* [Teks Halaman]:
- - -
Oleh karena itu kecerdasan FQ (financial quotient) merupakan kecakapan mengelola keuangan secara cerdas, bijaksana dan terencana sangat penting dimiliki seseorang. Kecerdasan ini dapat diasah sejak usia dini. Anak-anak dibiasakan sejak belia merencanakan memenuhi keinginannya dengan cara mempertimbangan skala prioritas terhadapa suatu produk berdasarkan aspek kegunaan atau urgensinya (mendesak atau tidak).

Kecerdasan ini akan menjadi benteng untuk tidak hanyut dan panik saat kelebihan atau kekurangan uang sehingga senantiasa jernih dan matang ketika berperilaku. Edukasi ini pula bukan sekedar urusan angka bersifat matematik, melainkan lebih pada pembentukan watak, mental, dan pengalaman sehingga menjadi gaya hidup dan etos kerja sehari-hari.

Menurut hemat penulis, ada lima aspek utama dalam edukasi ini, yakni:
1. Pemahaman cara mendapatkan uang. Aspek ini membekali pemahaman bahwa uang diperoleh mesti dengan cara alal, bukan hasil mencuri atau merugikan orang lain.
- - -
Ulangi secara persis sebagian teks tentang kecerdasan finansial, mulai pada kata-kata yang memuat "Kecerdasan ini akan", lalu berhenti sesudah "merugikan orang lain.". Daftar sesudah ini sama sekali tidak berperan di sini.
- - -
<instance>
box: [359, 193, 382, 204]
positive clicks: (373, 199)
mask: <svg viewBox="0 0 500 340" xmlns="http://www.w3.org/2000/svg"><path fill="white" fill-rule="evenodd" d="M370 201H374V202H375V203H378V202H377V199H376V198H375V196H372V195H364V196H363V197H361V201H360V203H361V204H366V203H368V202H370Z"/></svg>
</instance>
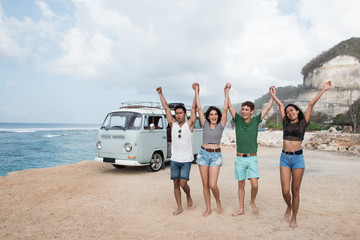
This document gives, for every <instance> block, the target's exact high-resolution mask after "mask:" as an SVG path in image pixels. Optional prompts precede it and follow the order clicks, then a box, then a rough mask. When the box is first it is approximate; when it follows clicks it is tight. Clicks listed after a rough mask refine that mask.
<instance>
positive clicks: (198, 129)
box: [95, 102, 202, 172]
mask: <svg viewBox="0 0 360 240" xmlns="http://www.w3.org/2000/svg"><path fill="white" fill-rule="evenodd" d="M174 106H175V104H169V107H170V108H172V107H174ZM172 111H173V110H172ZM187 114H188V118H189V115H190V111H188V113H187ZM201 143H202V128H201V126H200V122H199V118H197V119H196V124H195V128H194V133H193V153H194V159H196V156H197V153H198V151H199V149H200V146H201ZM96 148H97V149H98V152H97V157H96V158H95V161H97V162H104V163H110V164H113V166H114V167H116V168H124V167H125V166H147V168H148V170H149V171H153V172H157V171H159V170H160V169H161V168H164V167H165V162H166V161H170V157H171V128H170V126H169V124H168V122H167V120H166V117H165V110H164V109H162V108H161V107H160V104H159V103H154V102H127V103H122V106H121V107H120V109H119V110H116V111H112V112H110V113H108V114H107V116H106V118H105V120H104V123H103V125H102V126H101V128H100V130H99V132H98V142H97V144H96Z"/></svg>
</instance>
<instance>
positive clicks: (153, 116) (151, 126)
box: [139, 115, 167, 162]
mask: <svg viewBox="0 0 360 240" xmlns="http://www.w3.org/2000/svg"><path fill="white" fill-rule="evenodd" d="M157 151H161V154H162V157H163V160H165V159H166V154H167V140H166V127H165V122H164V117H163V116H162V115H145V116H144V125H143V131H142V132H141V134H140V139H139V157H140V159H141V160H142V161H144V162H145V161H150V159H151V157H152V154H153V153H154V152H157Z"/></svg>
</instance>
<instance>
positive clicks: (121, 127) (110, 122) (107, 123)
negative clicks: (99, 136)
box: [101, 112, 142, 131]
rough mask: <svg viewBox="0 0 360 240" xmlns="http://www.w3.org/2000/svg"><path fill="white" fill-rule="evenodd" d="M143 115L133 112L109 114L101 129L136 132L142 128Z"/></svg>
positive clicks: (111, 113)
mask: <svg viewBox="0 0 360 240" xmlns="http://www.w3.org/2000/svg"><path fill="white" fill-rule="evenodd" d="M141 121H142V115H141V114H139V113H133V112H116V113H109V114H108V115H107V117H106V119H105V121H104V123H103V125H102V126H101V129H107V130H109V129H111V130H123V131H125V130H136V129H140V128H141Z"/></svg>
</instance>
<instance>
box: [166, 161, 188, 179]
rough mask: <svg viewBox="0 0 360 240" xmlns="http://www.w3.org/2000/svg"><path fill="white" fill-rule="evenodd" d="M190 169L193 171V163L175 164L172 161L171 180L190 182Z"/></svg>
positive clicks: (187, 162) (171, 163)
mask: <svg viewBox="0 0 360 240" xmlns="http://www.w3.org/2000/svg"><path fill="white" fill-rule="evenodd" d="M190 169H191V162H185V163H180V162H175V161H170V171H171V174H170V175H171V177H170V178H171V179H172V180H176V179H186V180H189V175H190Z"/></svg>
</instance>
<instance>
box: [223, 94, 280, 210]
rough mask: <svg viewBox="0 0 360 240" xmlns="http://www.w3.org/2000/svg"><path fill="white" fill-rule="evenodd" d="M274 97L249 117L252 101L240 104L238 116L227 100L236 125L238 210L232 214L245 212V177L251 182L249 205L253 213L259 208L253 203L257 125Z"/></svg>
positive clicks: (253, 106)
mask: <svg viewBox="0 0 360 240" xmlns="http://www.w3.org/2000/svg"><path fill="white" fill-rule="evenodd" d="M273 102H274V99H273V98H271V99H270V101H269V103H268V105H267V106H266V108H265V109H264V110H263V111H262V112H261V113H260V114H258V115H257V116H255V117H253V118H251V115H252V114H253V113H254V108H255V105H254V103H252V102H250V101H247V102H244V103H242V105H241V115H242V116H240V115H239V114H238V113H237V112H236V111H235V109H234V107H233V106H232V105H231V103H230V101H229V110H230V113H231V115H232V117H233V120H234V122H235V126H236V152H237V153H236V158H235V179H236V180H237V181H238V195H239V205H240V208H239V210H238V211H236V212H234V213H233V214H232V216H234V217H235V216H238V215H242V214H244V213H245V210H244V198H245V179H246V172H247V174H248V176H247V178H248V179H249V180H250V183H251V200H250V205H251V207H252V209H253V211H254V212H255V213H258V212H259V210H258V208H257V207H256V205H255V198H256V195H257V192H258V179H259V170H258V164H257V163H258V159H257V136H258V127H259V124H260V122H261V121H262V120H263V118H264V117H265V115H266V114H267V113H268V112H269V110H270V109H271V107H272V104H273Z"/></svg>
- - -
* [Jawaban Latihan]:
Kecerdasan ini akan menjadi benteng untuk tidak hanyut dan panik saat kelebihan atau kekurangan uang sehingga senantiasa jernih dan matang ketika berperilaku. Edukasi ini pula bukan sekedar urusan angka bersifat matematik, melainkan lebih pada pembentukan watak, mental, dan pengalaman sehingga menjadi gaya hidup dan etos kerja sehari-hari.

Menurut hemat penulis, ada lima aspek utama dalam edukasi ini, yakni:
1. Pemahaman cara mendapatkan uang. Aspek ini membekali pemahaman bahwa uang diperoleh mesti dengan cara alal, bukan hasil mencuri atau merugikan orang lain.